Problem details: Reproduce the lines from the one containing "Object class to annotate: shrub" through the one containing "[1046, 601, 1108, 653]", both included, leaving the pictures out of your answer.

Records:
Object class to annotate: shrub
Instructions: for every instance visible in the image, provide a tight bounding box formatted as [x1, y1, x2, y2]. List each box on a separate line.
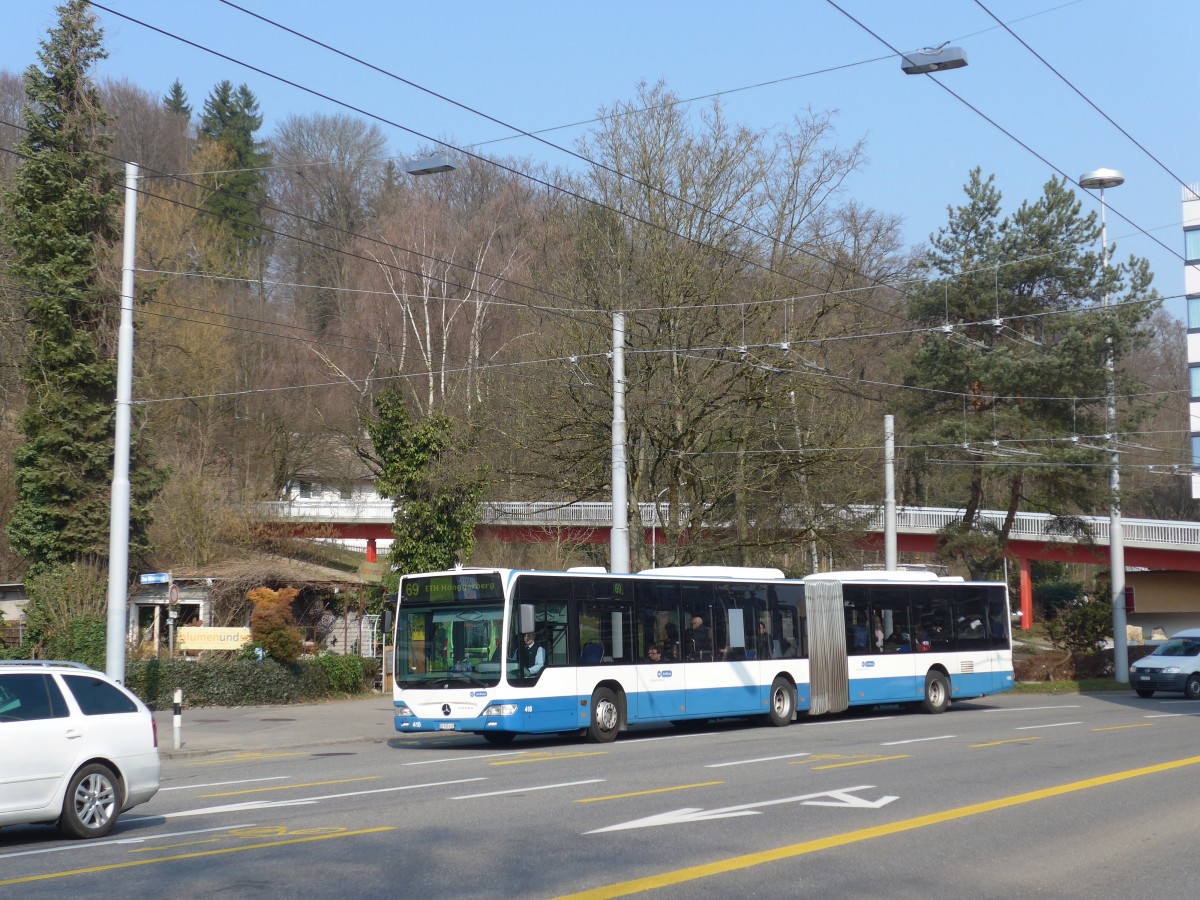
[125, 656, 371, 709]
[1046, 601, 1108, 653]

* * *

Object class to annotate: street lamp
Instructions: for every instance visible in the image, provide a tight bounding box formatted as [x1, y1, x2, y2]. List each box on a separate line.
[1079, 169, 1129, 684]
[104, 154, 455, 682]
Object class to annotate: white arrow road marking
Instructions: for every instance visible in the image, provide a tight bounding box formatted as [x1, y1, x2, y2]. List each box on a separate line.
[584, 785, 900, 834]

Solution below:
Object class to annotate: shrub
Instructions: for every instance visible in the image, provide a tight bounding box formatted as [x1, y1, x2, y2]. List each box on a separate line.
[125, 656, 371, 709]
[1046, 601, 1108, 653]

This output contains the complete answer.